**WORK TASK**
No line before the one containing "Could you please pick out the blue sky" should appear; that line and all lines after it, through the end of the data, are to be set down exactly.

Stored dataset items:

──────────

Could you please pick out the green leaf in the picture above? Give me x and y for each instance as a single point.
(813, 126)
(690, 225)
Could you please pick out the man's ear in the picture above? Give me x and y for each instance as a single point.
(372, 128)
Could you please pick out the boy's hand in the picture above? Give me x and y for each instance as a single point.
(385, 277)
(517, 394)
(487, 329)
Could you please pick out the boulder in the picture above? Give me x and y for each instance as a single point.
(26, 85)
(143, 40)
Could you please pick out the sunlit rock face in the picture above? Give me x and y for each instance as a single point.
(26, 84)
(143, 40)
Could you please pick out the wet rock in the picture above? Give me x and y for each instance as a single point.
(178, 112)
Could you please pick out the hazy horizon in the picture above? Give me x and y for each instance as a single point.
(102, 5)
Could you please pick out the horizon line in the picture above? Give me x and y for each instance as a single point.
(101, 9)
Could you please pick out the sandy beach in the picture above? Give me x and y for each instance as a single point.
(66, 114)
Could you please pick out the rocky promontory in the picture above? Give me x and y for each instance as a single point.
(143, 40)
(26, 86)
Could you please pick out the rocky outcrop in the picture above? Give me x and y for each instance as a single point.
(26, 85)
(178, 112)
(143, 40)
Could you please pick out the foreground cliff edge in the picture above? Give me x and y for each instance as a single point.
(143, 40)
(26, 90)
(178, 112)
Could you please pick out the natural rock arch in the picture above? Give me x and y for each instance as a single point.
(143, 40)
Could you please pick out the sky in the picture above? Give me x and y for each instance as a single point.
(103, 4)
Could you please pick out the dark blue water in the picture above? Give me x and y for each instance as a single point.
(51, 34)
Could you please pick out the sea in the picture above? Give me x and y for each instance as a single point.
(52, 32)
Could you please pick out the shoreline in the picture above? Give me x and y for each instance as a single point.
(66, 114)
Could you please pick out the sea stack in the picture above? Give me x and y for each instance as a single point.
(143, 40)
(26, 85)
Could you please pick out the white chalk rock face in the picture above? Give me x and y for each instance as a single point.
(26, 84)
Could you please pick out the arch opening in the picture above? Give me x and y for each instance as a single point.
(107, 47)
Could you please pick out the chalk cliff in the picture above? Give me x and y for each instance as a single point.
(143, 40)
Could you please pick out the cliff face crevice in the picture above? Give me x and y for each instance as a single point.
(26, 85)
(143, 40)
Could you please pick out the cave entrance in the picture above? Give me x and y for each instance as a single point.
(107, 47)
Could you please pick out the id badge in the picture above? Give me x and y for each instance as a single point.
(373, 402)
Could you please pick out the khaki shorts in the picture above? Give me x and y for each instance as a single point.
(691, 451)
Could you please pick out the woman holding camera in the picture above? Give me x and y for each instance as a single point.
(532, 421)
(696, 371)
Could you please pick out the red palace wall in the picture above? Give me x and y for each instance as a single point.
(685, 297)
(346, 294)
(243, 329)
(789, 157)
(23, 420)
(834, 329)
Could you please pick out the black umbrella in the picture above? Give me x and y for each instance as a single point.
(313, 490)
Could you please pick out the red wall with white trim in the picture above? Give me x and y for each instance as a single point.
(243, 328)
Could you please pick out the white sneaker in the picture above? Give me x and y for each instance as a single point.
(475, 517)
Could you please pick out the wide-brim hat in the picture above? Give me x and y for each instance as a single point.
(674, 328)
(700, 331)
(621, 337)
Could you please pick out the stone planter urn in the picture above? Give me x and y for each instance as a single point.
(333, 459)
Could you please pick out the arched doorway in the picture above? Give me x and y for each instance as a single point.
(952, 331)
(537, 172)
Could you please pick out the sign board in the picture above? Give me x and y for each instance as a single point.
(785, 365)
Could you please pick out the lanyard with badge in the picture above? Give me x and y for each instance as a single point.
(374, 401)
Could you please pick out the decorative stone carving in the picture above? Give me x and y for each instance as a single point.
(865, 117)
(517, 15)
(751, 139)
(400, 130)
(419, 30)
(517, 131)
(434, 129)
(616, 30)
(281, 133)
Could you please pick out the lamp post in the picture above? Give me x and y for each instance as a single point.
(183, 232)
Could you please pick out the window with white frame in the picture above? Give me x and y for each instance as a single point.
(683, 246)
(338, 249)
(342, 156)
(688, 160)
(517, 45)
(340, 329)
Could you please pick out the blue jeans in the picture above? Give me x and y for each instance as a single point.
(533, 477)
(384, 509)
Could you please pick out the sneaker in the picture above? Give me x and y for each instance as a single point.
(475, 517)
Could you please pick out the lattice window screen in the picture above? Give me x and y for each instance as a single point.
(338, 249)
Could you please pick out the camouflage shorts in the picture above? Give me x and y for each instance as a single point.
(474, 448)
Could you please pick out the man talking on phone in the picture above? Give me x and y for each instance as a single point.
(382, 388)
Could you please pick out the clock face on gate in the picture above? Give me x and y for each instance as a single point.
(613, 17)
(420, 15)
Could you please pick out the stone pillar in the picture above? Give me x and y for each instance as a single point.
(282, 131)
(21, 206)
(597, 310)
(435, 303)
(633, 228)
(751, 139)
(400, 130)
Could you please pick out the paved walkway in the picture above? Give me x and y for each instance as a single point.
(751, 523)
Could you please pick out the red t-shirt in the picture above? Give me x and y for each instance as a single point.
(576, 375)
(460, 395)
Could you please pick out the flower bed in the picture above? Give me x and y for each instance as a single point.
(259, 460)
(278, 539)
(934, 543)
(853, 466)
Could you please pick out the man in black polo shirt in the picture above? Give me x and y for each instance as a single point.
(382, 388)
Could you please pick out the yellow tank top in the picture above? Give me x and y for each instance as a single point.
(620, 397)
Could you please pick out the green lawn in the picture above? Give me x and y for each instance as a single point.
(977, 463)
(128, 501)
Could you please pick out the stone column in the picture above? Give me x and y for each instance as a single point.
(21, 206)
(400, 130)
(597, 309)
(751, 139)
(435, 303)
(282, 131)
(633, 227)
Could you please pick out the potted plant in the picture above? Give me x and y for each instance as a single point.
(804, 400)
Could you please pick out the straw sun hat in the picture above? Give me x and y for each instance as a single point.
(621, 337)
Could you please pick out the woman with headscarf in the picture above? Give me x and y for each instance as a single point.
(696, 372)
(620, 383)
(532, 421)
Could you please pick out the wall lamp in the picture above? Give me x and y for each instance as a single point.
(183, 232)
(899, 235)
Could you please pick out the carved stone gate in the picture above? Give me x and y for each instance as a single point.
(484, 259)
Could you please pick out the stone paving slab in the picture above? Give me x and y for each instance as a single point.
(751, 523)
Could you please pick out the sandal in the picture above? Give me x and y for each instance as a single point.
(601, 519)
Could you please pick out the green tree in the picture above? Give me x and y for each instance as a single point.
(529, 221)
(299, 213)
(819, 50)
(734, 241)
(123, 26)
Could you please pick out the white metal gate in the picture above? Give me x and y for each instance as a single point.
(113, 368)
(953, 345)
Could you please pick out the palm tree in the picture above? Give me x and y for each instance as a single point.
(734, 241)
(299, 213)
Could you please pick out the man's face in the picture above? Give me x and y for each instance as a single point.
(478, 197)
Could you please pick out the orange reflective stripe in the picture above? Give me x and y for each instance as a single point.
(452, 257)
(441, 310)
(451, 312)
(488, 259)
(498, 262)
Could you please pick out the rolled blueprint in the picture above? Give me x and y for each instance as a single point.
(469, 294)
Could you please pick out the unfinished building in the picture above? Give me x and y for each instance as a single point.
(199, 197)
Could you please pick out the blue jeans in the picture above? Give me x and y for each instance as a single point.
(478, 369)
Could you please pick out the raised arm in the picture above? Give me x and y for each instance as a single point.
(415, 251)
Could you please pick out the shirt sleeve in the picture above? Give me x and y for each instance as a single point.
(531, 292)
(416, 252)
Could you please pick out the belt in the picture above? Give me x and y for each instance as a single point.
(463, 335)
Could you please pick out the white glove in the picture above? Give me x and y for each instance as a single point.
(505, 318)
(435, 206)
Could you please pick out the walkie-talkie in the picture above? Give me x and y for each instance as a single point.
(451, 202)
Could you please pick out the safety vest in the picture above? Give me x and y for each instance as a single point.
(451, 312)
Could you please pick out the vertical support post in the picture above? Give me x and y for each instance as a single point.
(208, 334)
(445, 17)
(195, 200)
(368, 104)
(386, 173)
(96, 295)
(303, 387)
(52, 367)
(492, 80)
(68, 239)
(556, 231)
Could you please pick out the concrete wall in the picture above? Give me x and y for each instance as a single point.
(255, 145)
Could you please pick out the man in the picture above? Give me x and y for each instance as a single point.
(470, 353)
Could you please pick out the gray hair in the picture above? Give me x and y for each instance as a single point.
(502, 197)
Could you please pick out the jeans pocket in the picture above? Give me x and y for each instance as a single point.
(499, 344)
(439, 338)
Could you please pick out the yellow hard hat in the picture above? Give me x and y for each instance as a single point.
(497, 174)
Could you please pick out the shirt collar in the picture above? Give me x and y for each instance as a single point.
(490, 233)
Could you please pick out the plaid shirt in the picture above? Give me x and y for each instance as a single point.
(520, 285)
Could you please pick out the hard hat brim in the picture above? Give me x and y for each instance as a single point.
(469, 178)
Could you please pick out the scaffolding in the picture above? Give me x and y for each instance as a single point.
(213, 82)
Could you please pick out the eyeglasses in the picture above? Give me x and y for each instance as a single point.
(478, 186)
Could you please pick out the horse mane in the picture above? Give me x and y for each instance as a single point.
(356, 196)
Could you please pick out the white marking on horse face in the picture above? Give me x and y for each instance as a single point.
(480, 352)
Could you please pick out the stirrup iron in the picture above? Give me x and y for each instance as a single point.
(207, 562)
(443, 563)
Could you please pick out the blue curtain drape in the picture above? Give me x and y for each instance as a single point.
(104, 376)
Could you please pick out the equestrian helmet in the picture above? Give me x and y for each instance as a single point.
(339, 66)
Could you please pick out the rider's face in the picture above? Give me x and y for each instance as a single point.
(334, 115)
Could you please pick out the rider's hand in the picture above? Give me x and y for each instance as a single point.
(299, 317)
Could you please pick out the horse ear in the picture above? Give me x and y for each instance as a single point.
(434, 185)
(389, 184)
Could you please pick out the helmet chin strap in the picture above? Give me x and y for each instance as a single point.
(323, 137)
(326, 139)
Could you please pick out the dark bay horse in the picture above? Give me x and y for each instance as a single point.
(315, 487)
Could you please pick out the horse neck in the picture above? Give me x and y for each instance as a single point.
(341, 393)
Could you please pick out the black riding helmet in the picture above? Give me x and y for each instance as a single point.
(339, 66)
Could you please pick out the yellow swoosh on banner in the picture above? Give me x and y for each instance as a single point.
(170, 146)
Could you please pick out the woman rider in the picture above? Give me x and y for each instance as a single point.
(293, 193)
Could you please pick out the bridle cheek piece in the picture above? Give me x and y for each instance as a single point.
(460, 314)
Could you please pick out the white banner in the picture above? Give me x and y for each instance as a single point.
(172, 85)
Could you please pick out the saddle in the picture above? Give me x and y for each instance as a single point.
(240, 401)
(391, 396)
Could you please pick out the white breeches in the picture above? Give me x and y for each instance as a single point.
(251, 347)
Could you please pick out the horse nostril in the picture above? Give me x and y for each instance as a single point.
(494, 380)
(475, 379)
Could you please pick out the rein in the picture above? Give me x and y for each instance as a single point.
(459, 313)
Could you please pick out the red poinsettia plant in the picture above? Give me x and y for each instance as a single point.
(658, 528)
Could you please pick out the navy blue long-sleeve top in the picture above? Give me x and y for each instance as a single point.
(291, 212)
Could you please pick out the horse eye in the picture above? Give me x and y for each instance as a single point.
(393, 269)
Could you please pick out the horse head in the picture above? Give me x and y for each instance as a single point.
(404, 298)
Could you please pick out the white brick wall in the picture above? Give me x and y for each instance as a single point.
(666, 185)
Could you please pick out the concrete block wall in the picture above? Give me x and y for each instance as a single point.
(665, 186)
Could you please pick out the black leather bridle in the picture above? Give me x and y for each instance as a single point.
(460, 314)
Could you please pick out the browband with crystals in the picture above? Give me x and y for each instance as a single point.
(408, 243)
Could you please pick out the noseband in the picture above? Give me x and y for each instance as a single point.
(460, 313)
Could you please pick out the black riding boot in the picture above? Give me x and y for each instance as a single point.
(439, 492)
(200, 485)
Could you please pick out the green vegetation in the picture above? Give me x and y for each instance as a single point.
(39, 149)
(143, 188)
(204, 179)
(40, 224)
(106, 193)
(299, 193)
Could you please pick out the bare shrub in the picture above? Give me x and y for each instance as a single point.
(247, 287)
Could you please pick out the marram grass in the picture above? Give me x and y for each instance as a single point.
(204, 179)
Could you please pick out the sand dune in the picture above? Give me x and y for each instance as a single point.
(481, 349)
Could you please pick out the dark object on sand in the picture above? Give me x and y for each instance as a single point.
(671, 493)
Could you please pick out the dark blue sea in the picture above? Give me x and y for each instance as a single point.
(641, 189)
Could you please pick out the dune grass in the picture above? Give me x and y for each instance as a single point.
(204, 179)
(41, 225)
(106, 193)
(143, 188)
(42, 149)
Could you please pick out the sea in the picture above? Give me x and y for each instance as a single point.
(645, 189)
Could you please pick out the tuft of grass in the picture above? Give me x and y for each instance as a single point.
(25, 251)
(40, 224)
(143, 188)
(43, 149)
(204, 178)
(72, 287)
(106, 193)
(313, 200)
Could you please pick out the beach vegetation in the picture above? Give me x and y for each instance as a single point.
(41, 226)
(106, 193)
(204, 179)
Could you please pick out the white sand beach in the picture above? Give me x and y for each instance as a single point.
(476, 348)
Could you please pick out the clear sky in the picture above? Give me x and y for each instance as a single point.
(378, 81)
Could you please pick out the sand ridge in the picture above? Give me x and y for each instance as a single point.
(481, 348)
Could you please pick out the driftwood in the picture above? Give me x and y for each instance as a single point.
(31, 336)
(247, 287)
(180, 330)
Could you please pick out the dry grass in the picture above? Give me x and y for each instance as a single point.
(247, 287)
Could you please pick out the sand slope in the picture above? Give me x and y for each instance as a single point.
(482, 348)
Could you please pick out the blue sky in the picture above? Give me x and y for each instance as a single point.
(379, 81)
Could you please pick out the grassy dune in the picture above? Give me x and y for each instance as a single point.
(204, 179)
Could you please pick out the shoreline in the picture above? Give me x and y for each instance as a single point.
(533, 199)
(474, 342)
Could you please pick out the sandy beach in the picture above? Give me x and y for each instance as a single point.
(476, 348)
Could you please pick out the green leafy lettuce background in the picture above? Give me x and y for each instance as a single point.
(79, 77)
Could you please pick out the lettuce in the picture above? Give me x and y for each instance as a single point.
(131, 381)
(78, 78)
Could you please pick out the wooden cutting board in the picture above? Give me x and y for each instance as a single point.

──────────

**EXPECTED ANSWER**
Could you please pick out the blue sky in the picture above? Give me x and y for each instance as a single point.
(379, 81)
Could you please pick out the grassy dune in the picture above? Give me x and y for each instance as a single point.
(204, 179)
Could you please pick out the shoreline in the picture above? Give me x and y for each instance as a single point.
(533, 199)
(474, 342)
Could you please pick out the sandy beach in the picture above? Give me x and y for each instance as a single point.
(476, 348)
Could you please pick out the green leafy lettuce background in the picture above? Give me x and y for each instance as a single point.
(79, 77)
Could you please pick out the lettuce in the picture above? Give me x and y for each instance as a single point.
(131, 381)
(78, 78)
Could you please pick out the wooden cutting board in the picture above? Give me x and y for each instance as a single point.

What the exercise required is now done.